▸ Exercise objective
Copy out the material below line for line with no changes, leaving out the pictures.
═══ Extracted entries ═══
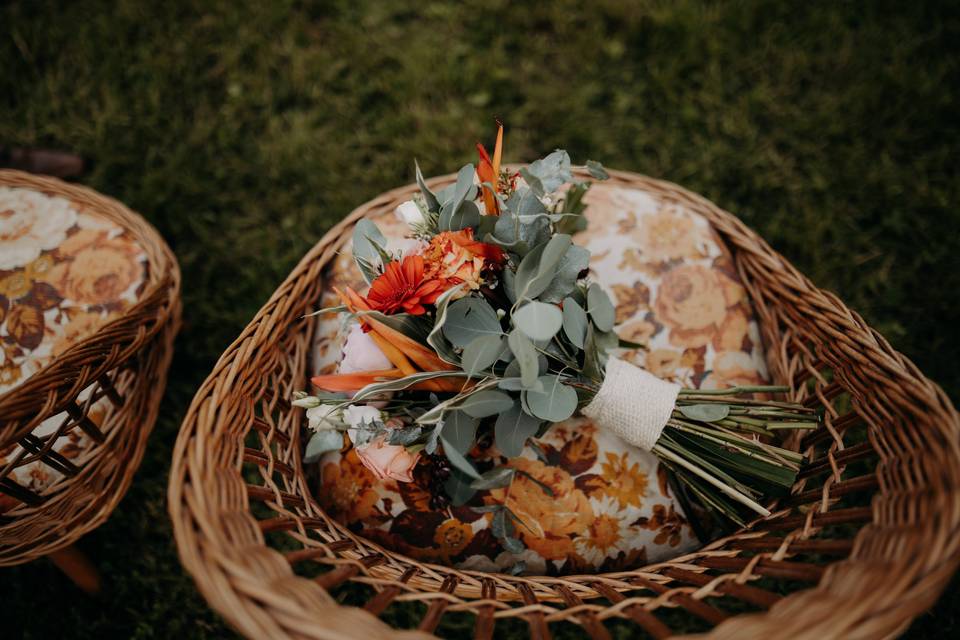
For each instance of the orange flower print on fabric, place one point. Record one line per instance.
(404, 287)
(96, 269)
(348, 489)
(452, 537)
(626, 481)
(670, 235)
(695, 303)
(547, 521)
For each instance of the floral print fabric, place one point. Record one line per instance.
(64, 273)
(609, 506)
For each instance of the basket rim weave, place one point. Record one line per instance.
(48, 390)
(261, 595)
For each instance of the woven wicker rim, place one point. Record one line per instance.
(124, 361)
(815, 344)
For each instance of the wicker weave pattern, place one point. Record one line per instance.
(126, 362)
(879, 506)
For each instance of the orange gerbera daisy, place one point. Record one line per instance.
(402, 288)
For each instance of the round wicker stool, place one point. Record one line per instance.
(879, 505)
(89, 305)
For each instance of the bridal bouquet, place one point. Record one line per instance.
(488, 320)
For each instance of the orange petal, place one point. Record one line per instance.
(353, 381)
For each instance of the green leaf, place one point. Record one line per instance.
(574, 322)
(705, 412)
(600, 308)
(526, 357)
(436, 337)
(512, 429)
(538, 320)
(461, 193)
(555, 403)
(366, 238)
(494, 479)
(433, 439)
(459, 430)
(485, 403)
(320, 443)
(516, 384)
(469, 318)
(482, 352)
(467, 215)
(405, 436)
(552, 171)
(428, 196)
(596, 170)
(538, 267)
(457, 460)
(575, 261)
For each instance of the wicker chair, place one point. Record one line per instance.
(117, 371)
(879, 505)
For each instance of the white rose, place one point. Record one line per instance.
(361, 353)
(323, 417)
(358, 414)
(410, 213)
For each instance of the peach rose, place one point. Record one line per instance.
(457, 255)
(698, 305)
(80, 326)
(548, 521)
(731, 368)
(388, 461)
(97, 269)
(669, 235)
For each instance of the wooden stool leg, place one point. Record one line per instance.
(78, 568)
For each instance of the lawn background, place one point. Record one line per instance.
(244, 130)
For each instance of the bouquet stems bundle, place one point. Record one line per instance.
(487, 320)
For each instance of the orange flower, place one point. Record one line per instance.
(456, 256)
(405, 287)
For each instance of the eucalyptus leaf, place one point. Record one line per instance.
(457, 460)
(516, 384)
(538, 320)
(494, 479)
(574, 322)
(512, 429)
(526, 357)
(461, 191)
(467, 319)
(552, 171)
(405, 436)
(601, 310)
(705, 412)
(485, 403)
(429, 197)
(482, 352)
(459, 430)
(555, 403)
(320, 443)
(596, 170)
(538, 267)
(574, 262)
(366, 238)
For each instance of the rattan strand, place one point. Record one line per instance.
(880, 504)
(125, 361)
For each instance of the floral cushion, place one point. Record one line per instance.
(64, 272)
(609, 506)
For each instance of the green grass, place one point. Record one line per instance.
(244, 130)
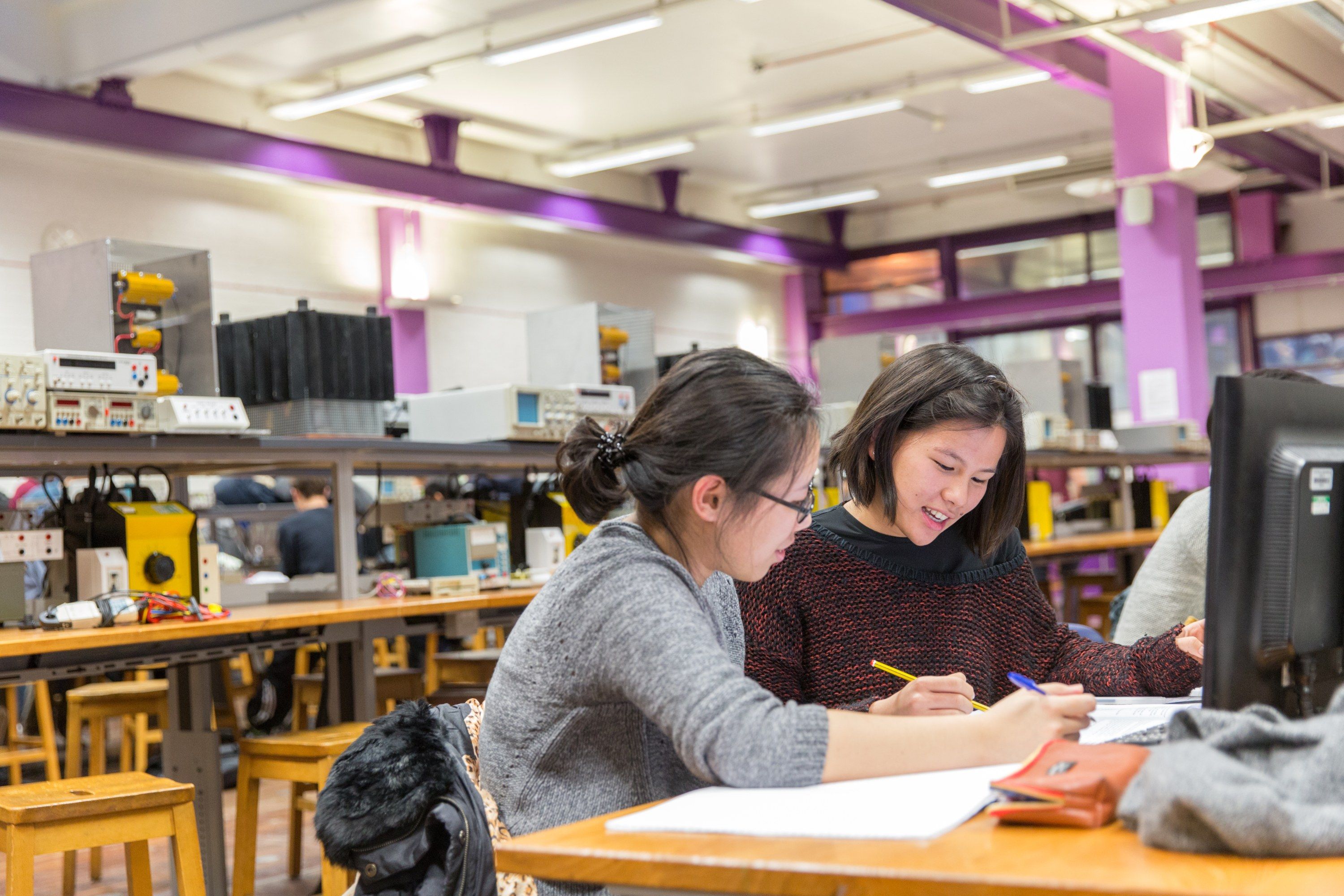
═══
▸ Final result
For each instance of the orange flower print on fabric, place one point. Record one line per instance.
(404, 287)
(96, 269)
(348, 489)
(452, 537)
(626, 481)
(670, 235)
(695, 303)
(547, 521)
For each instance of the floral print fabric, place one point. Record one line per instance.
(64, 273)
(609, 506)
For each instance of the basket rim weave, place one point. Record one line per instance.
(48, 390)
(261, 595)
For each instance of the woven wicker rim, place one point. Record one line per instance.
(124, 361)
(815, 344)
For each instance of the wicker weave pattern, place one point. Record one line per instance.
(126, 362)
(879, 506)
For each instance of the orange gerbera daisy, place one point. Record one line per instance.
(402, 288)
For each instance of the round wicker stool, place one point. Record one line per instance.
(879, 505)
(89, 305)
For each instance of the bridal bouquet, place one point. Record one line per instance.
(488, 320)
For each instance of the orange petal, place one point. Record one line per instance.
(353, 381)
For each instance of the green leaf, place one point. Record one line per instance.
(574, 322)
(705, 412)
(600, 308)
(526, 357)
(436, 337)
(512, 429)
(538, 320)
(461, 193)
(555, 403)
(366, 238)
(494, 479)
(433, 439)
(459, 430)
(485, 403)
(320, 443)
(516, 384)
(469, 318)
(482, 352)
(467, 215)
(405, 436)
(552, 171)
(428, 196)
(596, 170)
(538, 267)
(457, 460)
(575, 261)
For each instance of the wicker chair, place one point. Record one line per instance.
(117, 371)
(879, 505)
For each instance of the white rose, place one point. Record one line per instance.
(361, 353)
(323, 417)
(358, 414)
(410, 213)
For each instance of the peach rose, place one point. Record one line per instance.
(457, 255)
(698, 305)
(80, 326)
(548, 521)
(731, 368)
(388, 461)
(97, 269)
(669, 235)
For each instance of the wooden stool leg, place one point. Record one line per instance.
(78, 568)
For each instance of the lawn background, place one point. Record one line per instance.
(244, 130)
For each instance of the bouquet stems bundle, place one point. Record one line per instance.
(487, 320)
For each instance of the orange flower, place one point. Record one line per instance.
(456, 256)
(405, 287)
For each instance of the eucalyptus leaf, place one point. Record one line per instance.
(457, 460)
(516, 384)
(538, 320)
(494, 479)
(574, 322)
(512, 429)
(526, 357)
(461, 191)
(467, 319)
(552, 171)
(405, 436)
(601, 310)
(705, 412)
(485, 403)
(429, 197)
(482, 352)
(459, 430)
(555, 403)
(320, 443)
(596, 170)
(538, 267)
(574, 262)
(366, 238)
For each instance of the rattan strand, place one point. Record one line per instance.
(880, 504)
(125, 361)
For each instance of the floral cushion, place one point. Record one line per instance.
(64, 272)
(609, 506)
For each instance of the green grass, place one point. Record one line per instance.
(244, 130)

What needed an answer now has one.